= Beginning of Section =
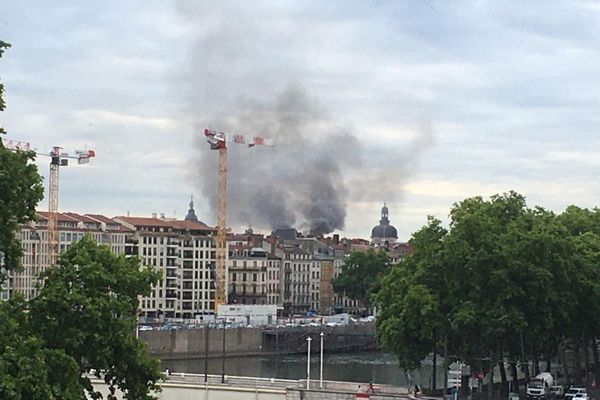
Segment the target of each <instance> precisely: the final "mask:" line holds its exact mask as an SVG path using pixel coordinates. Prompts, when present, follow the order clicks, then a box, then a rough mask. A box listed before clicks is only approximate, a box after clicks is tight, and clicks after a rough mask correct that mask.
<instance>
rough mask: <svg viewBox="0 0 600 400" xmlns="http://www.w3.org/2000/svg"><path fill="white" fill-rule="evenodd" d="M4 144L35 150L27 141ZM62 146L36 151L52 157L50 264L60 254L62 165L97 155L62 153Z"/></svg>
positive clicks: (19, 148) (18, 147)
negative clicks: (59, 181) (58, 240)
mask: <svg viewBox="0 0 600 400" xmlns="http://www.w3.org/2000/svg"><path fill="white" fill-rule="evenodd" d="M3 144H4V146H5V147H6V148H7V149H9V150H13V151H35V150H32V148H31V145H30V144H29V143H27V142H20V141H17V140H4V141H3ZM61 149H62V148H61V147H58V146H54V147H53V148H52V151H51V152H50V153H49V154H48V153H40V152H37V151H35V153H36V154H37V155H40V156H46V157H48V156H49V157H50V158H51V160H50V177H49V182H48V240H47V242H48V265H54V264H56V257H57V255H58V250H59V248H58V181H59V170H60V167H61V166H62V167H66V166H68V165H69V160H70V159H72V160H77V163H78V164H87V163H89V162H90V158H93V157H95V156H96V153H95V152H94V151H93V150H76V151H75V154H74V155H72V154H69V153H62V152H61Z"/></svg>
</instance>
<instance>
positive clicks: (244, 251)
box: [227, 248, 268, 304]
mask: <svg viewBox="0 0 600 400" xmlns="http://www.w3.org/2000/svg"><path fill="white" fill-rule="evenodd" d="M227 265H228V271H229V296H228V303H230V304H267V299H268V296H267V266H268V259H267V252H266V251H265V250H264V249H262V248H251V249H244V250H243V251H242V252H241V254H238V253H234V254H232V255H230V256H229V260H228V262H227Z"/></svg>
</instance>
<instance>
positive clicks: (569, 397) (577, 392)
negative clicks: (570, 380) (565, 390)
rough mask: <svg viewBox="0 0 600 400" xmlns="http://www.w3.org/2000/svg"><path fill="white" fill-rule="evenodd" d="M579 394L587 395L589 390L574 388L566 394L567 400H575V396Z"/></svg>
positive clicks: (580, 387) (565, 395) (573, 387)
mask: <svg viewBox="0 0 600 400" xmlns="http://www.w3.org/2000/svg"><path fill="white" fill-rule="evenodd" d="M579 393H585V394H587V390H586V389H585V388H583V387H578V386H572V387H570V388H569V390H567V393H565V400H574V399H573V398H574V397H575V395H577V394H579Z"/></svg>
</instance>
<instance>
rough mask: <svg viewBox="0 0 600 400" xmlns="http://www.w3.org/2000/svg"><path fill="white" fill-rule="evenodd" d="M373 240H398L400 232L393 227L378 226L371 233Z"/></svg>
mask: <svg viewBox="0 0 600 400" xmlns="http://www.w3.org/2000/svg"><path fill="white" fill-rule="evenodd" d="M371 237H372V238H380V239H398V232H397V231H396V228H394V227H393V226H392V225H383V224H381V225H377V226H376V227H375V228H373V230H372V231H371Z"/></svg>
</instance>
= End of Section =
* _Work instructions_:
Could you give the listing again exactly, minus its pictures?

* _Response to this task_:
Segment the target of each <instance> precisely: the final "mask:" line holds its exact mask as an SVG path using pixel coordinates. Prompts, when present, follow the order clicks, then a box, then a rough mask. A box listed before clicks is only approximate, a box after clicks is tight, and clicks after a rough mask correct that mask.
<instance>
rough mask: <svg viewBox="0 0 600 400" xmlns="http://www.w3.org/2000/svg"><path fill="white" fill-rule="evenodd" d="M4 144L35 150L27 141ZM62 146L36 151L52 157L50 264L60 254L62 165L97 155L62 153Z"/></svg>
positive clicks: (19, 148) (18, 147)
negative clicks: (59, 181) (58, 240)
mask: <svg viewBox="0 0 600 400" xmlns="http://www.w3.org/2000/svg"><path fill="white" fill-rule="evenodd" d="M3 144H4V146H5V147H6V148H7V149H9V150H13V151H35V150H32V148H31V145H30V144H29V143H27V142H20V141H17V140H4V141H3ZM61 149H62V148H61V147H58V146H54V147H53V148H52V151H51V152H50V153H49V154H48V153H40V152H37V151H35V153H36V154H37V155H40V156H46V157H48V156H49V157H50V158H51V160H50V177H49V182H48V240H47V242H48V265H54V264H56V257H57V255H58V250H59V248H58V181H59V170H60V167H61V166H62V167H66V166H68V165H69V160H70V159H72V160H77V163H78V164H87V163H89V162H90V158H93V157H95V156H96V153H95V152H94V151H93V150H76V151H75V154H74V155H72V154H69V153H62V152H61Z"/></svg>
</instance>
<instance>
positive clicks: (244, 251)
box: [227, 248, 268, 304]
mask: <svg viewBox="0 0 600 400" xmlns="http://www.w3.org/2000/svg"><path fill="white" fill-rule="evenodd" d="M227 265H228V271H229V296H228V303H230V304H267V299H268V296H267V266H268V259H267V252H266V251H265V250H264V249H262V248H251V249H244V250H243V251H242V252H241V254H238V253H234V254H232V255H230V256H229V260H228V262H227Z"/></svg>
</instance>
<instance>
positive clicks: (569, 397) (577, 392)
negative clicks: (570, 380) (565, 390)
rough mask: <svg viewBox="0 0 600 400" xmlns="http://www.w3.org/2000/svg"><path fill="white" fill-rule="evenodd" d="M579 394L587 395L589 390L574 388L566 394L567 400H575V396Z"/></svg>
positive clicks: (580, 387) (565, 395) (573, 387)
mask: <svg viewBox="0 0 600 400" xmlns="http://www.w3.org/2000/svg"><path fill="white" fill-rule="evenodd" d="M579 393H585V394H587V390H586V389H585V388H583V387H578V386H572V387H570V388H569V390H567V393H565V400H574V399H573V398H574V397H575V395H577V394H579Z"/></svg>
</instance>
<instance>
rough mask: <svg viewBox="0 0 600 400" xmlns="http://www.w3.org/2000/svg"><path fill="white" fill-rule="evenodd" d="M373 240H398L400 232L393 227L378 226L371 233Z"/></svg>
mask: <svg viewBox="0 0 600 400" xmlns="http://www.w3.org/2000/svg"><path fill="white" fill-rule="evenodd" d="M371 237H372V238H380V239H398V232H397V231H396V228H394V227H393V226H392V225H383V224H381V225H377V226H376V227H375V228H373V230H372V231H371Z"/></svg>
</instance>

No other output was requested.